EL POLÍTICO PIERDE LA BATALLA DEL LENGUAJE

(Publicado originalmente en El Confidencial)

Que el problema son las palabras cuando éstas construyen un acontecimiento que antes no existía es una de las verdades que el tiempo actual nos desvela. De ello ha sido consciente la Fundación del Español Urgente al destacar la palabra escrache como palabra del año. El lenguaje del político sabe mucho de esto, es decir, del terreno en el que el lenguaje establece nuevos territorios. Su forma de dar forma –valga la redundancia– a lo abstracto para que parezca efectivo es evidente. Basta con oponer dos términos “recientes”: escrache frente a emprendedor. Ambas son dos palabras que expanden su realidad en medio de la crisis. Sin embargo, a primera vista, una diferencia abismal separa ambos términos: el consenso. Mientras que la segunda genera consenso, siendo algo así como la moral del señorito satisfecho, que decía Ortega, la primera, escrache, remueve profundos desacuerdos y si hay desacuerdo lo político retorna y si retorna el ejercicio de lo político el político tiembla, ya que se genera un enemigo. Y ahí está la cuestión: el político así como las instituciones políticas se encuentran fuera de juego frente a una palabra que no proviene de su recinto pero que lo afecta. Escrache esconde algo llamado lo político, es decir, el pueblo invisible visibilizándose. ¿Y qué aterra más al político que el hecho de que el pueblo, esos sujetos invisibles, se adueñen del lenguaje…? Pocas cosas. El político de hoy, de nuestra des-democracia, es el menos interesado en que exista algo llamado lo político. El político y el sindicalista han mutado deshaciéndose de lo político en favor de la gestión, y el escrache les recuerda que todavía hay un pueblo, unos ciudadanos y que existe lo político.

TAREA A
Enumera todos los nombres propios que aparecen en el artículo sobre el lenguaje del político.

Registros de origen
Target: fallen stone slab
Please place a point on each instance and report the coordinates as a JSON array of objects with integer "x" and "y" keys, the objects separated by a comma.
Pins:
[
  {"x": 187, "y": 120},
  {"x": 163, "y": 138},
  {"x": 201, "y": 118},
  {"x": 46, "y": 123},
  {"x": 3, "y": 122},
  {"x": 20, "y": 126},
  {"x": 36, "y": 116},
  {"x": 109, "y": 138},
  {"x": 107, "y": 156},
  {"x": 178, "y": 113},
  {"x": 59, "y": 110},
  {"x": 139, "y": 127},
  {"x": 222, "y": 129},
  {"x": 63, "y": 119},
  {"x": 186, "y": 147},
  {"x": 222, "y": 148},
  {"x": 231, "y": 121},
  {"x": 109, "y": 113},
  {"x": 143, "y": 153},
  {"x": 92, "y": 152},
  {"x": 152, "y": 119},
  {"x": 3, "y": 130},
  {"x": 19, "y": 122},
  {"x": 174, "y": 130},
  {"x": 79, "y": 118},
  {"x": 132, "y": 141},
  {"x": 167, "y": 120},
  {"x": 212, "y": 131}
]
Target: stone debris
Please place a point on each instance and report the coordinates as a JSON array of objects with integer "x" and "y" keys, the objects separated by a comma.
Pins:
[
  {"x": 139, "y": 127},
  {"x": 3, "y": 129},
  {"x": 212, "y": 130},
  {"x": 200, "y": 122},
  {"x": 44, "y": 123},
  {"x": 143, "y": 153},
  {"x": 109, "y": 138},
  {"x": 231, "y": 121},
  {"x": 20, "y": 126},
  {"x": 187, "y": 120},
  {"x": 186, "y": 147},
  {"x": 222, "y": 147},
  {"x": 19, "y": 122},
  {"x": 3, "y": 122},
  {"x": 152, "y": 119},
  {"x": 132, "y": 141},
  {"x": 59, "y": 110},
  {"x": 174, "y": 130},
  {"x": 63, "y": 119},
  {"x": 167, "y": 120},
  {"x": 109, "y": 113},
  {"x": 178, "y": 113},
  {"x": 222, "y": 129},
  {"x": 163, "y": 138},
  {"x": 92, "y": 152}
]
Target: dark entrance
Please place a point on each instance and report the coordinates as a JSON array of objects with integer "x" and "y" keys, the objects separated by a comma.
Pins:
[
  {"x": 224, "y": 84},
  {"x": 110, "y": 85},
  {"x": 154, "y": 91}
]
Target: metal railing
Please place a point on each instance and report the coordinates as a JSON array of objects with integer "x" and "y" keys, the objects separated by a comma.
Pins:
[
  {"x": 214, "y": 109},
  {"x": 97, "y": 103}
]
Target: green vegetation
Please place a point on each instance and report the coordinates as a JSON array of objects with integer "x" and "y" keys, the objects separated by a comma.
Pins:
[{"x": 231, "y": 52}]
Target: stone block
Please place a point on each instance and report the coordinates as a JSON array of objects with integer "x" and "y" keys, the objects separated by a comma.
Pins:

TAREA B
Copia de nuevo las entradas desde la línea que contiene "Target: stone block" hasta el final de las entradas, ambas incluidas. Reemplaza "point" por "pin" y deja todo lo demás sin cambios.

RESPUESTA ESCRITA A
- El Confidencial
- Fundación del Español Urgente
- Ortega

RESPUESTA ESCRITA B
Target: stone block
Please place a pin on each instance and report the coordinates as a JSON array of objects with integer "x" and "y" keys, the objects separated by a comma.
Pins:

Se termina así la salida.